>> BEGIN RAW RECORDS

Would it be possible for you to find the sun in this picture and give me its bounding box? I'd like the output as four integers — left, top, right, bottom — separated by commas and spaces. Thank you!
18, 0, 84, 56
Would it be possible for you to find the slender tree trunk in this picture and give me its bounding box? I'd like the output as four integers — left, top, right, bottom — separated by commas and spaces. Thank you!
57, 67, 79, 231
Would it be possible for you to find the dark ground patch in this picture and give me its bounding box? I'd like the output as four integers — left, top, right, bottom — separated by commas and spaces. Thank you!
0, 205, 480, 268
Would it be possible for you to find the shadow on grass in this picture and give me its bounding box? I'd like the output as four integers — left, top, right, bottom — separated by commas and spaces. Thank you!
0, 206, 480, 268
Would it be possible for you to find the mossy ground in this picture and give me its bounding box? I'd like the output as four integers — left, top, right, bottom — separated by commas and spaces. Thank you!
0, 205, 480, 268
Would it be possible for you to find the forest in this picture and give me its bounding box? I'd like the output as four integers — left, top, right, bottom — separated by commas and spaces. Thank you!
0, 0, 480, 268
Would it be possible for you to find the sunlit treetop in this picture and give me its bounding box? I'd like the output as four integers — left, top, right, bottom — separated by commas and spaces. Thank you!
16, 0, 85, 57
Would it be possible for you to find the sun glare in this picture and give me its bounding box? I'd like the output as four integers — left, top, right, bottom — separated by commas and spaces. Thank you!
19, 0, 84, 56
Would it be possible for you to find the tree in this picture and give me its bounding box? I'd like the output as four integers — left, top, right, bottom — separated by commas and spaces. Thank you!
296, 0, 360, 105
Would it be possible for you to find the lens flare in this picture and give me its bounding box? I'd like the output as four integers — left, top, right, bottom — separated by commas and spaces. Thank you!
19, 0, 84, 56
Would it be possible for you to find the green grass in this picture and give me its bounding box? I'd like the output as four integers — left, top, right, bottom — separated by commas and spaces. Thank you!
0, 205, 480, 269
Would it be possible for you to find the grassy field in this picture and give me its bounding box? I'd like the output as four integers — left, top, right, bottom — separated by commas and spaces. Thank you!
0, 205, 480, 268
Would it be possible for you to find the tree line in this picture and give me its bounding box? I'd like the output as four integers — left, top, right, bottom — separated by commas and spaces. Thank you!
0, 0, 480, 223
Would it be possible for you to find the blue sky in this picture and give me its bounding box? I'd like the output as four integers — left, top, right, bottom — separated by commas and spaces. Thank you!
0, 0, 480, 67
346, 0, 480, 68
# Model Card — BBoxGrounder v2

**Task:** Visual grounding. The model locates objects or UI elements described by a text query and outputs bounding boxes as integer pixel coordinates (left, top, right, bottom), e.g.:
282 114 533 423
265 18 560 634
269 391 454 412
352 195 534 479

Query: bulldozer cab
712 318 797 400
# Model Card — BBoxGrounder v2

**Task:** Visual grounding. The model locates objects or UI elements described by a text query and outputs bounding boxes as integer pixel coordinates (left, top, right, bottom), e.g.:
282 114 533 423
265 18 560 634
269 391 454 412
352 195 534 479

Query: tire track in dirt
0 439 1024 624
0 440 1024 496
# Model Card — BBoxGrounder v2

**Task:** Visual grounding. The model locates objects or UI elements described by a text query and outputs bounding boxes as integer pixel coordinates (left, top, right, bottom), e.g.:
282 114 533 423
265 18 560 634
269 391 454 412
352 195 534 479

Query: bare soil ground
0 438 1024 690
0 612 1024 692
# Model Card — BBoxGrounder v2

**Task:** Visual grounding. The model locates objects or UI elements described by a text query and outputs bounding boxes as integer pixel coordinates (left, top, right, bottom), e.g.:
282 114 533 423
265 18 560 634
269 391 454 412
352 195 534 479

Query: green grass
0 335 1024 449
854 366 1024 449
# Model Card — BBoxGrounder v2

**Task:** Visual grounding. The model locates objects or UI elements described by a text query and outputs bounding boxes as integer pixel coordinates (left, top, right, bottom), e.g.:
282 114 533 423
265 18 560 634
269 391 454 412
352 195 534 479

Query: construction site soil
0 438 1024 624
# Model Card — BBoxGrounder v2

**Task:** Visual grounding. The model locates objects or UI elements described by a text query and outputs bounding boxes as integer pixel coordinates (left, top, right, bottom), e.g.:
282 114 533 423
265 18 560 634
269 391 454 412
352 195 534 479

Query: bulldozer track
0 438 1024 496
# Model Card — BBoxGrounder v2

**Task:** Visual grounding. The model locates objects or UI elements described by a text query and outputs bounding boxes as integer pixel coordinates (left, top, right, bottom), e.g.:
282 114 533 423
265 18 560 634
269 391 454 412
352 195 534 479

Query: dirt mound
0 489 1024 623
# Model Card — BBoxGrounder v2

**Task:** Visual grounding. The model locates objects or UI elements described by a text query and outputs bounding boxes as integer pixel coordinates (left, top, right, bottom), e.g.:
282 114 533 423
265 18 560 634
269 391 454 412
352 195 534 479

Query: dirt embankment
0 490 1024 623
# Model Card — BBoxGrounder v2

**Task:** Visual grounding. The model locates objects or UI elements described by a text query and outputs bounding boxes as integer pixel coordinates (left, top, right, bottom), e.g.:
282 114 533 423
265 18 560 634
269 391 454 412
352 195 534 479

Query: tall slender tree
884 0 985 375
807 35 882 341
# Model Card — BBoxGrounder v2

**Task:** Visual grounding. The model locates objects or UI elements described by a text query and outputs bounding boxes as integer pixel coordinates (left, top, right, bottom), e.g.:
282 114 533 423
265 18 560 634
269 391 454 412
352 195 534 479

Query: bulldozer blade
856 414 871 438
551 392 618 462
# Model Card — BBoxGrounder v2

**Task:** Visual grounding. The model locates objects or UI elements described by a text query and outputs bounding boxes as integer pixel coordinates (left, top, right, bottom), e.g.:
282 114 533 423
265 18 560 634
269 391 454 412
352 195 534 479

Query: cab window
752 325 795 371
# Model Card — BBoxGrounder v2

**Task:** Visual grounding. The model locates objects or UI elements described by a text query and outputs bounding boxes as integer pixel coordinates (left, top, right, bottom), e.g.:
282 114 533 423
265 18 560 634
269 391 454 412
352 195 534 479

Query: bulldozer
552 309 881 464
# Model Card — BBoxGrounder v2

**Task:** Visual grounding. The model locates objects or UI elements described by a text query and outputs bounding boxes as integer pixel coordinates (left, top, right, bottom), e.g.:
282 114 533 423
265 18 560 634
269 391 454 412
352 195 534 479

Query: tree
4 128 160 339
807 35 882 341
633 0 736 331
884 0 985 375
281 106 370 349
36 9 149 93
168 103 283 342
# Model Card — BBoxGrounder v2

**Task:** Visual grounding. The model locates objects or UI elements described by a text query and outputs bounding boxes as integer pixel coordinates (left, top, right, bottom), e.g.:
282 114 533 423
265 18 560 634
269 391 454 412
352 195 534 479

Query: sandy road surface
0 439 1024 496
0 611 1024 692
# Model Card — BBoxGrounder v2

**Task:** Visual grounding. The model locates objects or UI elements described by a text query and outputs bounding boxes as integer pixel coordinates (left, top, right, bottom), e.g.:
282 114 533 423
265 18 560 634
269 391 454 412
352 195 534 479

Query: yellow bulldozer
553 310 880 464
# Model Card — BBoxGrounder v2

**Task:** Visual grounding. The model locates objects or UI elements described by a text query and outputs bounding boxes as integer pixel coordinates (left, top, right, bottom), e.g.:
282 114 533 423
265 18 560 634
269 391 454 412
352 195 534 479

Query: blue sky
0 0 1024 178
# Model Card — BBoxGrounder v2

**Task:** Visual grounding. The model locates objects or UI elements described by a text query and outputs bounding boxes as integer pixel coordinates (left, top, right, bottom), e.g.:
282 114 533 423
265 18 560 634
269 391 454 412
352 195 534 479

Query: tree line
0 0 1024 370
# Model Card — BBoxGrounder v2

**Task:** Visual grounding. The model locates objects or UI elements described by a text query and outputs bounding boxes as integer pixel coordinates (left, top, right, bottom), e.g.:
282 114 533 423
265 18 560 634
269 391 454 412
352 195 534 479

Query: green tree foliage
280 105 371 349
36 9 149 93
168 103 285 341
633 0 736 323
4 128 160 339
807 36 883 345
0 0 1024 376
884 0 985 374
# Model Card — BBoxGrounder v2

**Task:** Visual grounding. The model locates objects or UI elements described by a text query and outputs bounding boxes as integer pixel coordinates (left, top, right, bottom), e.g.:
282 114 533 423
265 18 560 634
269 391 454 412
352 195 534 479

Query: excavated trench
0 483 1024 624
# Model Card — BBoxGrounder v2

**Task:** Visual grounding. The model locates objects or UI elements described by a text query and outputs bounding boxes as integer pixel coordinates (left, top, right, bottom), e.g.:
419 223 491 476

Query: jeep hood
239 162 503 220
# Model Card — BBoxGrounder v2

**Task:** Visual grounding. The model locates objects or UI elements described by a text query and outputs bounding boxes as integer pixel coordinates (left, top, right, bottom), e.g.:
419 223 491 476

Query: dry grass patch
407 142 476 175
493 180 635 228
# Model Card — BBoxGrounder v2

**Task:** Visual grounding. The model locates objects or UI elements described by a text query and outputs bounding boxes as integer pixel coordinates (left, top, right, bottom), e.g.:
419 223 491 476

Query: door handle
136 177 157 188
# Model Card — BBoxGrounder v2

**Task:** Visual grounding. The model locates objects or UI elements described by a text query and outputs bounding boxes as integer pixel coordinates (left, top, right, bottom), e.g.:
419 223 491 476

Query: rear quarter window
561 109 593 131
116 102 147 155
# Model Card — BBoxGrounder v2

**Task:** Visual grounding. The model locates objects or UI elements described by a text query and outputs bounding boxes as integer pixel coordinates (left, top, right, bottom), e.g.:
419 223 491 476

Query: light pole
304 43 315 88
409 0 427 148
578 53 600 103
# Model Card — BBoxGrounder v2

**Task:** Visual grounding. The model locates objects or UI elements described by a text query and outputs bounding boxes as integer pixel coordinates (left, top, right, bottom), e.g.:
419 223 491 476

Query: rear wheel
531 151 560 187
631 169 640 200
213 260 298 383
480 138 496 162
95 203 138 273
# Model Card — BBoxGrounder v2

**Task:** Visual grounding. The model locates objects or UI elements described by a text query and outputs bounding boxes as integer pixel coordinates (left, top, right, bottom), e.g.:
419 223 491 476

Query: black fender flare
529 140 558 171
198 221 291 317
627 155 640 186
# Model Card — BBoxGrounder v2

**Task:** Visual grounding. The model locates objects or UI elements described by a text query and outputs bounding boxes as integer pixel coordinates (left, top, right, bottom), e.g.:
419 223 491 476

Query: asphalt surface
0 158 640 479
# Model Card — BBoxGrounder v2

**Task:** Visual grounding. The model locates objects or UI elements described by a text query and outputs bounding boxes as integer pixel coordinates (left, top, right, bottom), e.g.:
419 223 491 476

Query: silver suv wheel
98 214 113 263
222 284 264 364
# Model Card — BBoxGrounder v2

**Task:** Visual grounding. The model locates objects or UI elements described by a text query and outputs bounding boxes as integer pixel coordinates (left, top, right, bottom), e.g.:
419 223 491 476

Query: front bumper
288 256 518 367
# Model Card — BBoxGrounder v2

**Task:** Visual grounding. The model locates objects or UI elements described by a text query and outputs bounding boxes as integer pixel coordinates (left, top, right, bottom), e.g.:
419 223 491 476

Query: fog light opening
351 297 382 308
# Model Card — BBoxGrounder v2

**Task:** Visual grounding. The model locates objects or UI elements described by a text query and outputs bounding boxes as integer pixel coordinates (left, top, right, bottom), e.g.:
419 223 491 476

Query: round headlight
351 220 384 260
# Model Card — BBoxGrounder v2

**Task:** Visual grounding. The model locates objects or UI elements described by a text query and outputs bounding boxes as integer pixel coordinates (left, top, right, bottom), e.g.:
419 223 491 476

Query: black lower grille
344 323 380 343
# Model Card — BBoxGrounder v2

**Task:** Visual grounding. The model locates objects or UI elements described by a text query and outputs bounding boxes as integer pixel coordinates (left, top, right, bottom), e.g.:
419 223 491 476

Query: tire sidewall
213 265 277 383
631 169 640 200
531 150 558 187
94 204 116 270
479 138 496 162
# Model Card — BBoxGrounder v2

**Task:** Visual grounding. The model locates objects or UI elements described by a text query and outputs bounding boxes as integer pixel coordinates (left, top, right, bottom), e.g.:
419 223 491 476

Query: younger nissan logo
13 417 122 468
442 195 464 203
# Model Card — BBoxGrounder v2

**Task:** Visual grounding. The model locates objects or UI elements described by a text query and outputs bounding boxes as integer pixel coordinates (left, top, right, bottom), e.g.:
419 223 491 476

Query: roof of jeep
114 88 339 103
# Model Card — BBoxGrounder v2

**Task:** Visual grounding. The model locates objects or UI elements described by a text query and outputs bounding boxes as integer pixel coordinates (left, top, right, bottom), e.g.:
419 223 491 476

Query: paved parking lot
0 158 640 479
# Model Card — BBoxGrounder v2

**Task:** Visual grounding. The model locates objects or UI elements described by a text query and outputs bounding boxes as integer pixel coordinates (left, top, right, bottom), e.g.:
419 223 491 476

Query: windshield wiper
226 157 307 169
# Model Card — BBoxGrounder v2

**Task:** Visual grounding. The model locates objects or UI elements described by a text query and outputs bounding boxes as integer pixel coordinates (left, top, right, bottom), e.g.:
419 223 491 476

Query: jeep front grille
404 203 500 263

>> END RAW RECORDS

→ **DIRECTIONS**
Count the lines in the records above that contain the string "dirt", treating uppercase and lowercase as different, and reply with only that number.

→ **SOLUTION TO THE EXERCISE**
3